Fig. 1. Contrast of concave out flared slopes and open mouthed caves. Photo: Shargaljut, Dreamstime.

Fig. 1 is indicative of the 35 m horizon. Notice the flared slopes at the bottom of the image for comparison, a feature that is linearly absent at the open-mouth cave feature. Notice also the pinching out of the open-mouth cave to an unaltered surface that is linearly adjacent to the cave. If this horizon represents a subsurface weathering horizon, shouldn’t one expect to find continuity of weathering from one open-mouth cave to the next? A change of slope is evident at this horizon, but one should also expect some other weathering features that connect one cave to another.

Subsequent Erosion

Patrick (2010, p.110 et seq.) expresses concerns over the origin and fate of the arkose and related arenaceous and rudaceous rocks in which Uluṟu, Kata Tjuṯa and other residuals surviving in the southern Amadeus Basin are shaped . . . That Uluṟu was left in relief implies the stripping of a large volume of detritus that was transported by streams and rivers, the predecessors of the modern Finke and Palmer systems, and deposited in the eastern Amadeus and the western Lake Eyre basins.

(Entries drawn from a collection)
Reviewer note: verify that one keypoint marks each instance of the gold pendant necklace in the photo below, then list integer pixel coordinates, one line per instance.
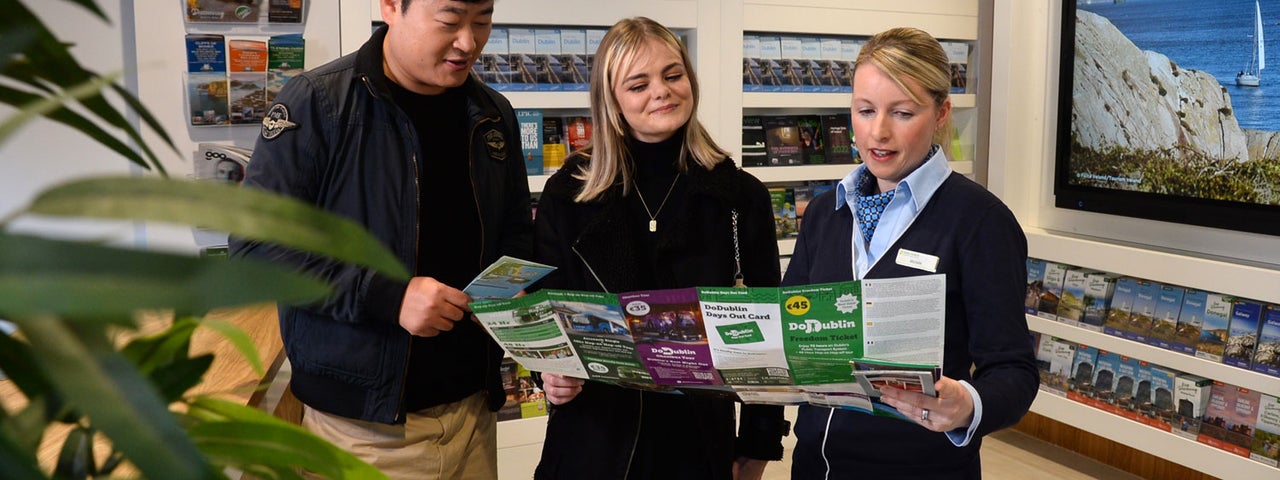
(653, 216)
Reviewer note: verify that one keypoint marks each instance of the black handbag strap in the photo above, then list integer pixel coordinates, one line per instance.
(737, 256)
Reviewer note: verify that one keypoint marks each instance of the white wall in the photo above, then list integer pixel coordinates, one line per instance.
(45, 152)
(161, 60)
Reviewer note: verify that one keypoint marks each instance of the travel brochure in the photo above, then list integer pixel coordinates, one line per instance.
(828, 344)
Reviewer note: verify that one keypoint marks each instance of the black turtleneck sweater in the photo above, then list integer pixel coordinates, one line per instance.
(656, 170)
(448, 246)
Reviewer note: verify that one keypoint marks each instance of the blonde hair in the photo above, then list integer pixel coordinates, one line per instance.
(912, 53)
(608, 159)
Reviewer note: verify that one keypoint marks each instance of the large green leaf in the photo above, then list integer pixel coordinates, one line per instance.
(85, 366)
(17, 464)
(238, 435)
(242, 211)
(76, 460)
(240, 339)
(46, 62)
(173, 380)
(110, 284)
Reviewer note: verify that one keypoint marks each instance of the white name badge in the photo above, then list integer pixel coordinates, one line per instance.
(917, 260)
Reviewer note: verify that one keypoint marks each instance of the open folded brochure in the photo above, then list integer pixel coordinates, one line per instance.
(827, 344)
(506, 278)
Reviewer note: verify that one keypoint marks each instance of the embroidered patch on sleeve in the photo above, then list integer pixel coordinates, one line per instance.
(497, 145)
(277, 120)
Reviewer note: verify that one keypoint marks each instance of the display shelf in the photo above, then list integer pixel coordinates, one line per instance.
(1162, 444)
(786, 246)
(521, 432)
(816, 100)
(835, 172)
(942, 18)
(671, 13)
(1159, 356)
(1192, 272)
(548, 100)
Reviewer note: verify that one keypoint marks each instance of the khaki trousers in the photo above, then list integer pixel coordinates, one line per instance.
(449, 442)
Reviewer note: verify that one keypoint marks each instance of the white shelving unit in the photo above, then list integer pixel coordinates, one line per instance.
(1192, 272)
(1157, 356)
(1164, 444)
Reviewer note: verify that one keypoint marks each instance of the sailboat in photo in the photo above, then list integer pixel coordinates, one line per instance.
(1252, 76)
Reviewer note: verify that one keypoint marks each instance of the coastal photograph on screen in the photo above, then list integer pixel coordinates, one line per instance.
(1168, 112)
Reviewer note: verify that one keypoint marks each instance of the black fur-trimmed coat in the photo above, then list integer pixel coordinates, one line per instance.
(616, 433)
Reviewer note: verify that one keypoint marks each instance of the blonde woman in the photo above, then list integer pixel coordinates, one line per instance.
(650, 204)
(905, 202)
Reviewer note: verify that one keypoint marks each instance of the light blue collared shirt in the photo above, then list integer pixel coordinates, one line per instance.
(910, 196)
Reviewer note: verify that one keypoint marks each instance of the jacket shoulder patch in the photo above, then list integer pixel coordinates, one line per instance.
(277, 120)
(497, 144)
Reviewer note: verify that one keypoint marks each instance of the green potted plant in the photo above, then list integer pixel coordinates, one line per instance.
(71, 298)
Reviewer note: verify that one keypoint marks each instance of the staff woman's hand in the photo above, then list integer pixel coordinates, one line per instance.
(950, 410)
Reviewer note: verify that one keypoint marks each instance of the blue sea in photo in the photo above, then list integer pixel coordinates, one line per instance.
(1214, 36)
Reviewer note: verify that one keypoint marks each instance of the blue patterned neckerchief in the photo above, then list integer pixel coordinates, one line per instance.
(869, 205)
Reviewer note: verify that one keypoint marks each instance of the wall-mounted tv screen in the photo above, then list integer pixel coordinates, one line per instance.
(1168, 112)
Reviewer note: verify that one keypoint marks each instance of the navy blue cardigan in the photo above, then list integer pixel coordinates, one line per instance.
(982, 250)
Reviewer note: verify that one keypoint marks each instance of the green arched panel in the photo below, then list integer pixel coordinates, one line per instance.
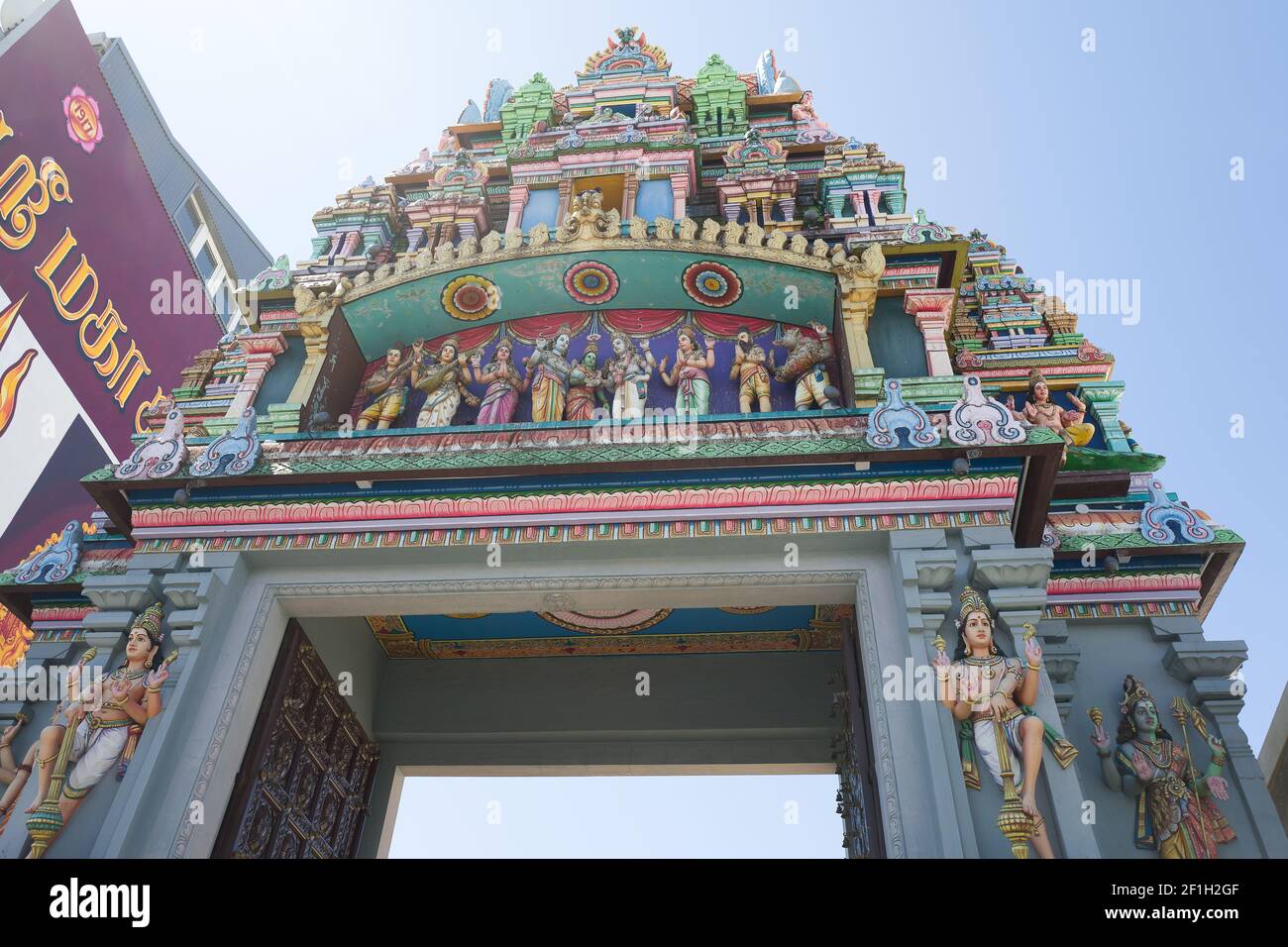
(535, 286)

**Stated problem 1**
How many lines of the entries contain the string "screen"? Reply with the number alone.
**Stated problem 2**
Write the next part of the passage on Uluṟu's weathering and erosion, picking up after its final sentence.
These entries bear no relation to the passage on Uluṟu's weathering and erosion.

**Reply 1**
2

**Reply 2**
Twidale and Bourne here respond to what this author believes is one of the paramount difficulties in their hypothesis; that is, the process that first eroded out and then removed vast amounts of rock and detritus. This will not do, however. The etch-plain hypothesis for peneplain construction is not a new convention, being introduced by Wayland in 1934 (Wayland 1934). This hypothesis can be consolidated with a number of comparable theories that collectively try to explain the peneplain phenomena in general. What process, exactly, is responsible for vast areas of flat relief that cut across varied kinds of resistant and non-resistant rock types all over the world? Hence this comment by Thornbury:

The idea of peneplain was a direct and logical outgrowth of his [Davis’] earlier controversial history which continues down to the present, and probably more has been written pro and con regarding it than about any other geomorphic idea (Thornbury 1969, p. 179).

Attributing the erosion and removal of vast amounts of material to ancient fluvial processes is begging the question. It is assumed rather than proven. This author is not the only one who considers this solution with credulity. Ollier and Pain, secular workers known for their discussion of mountain-building processes that include peneplain construction say this:

Most tourists wonder “how did that rock [Uluṟu] get up there?” but the real question is “where did all that rock go?” (Ollier and Pain 2000, p. 29).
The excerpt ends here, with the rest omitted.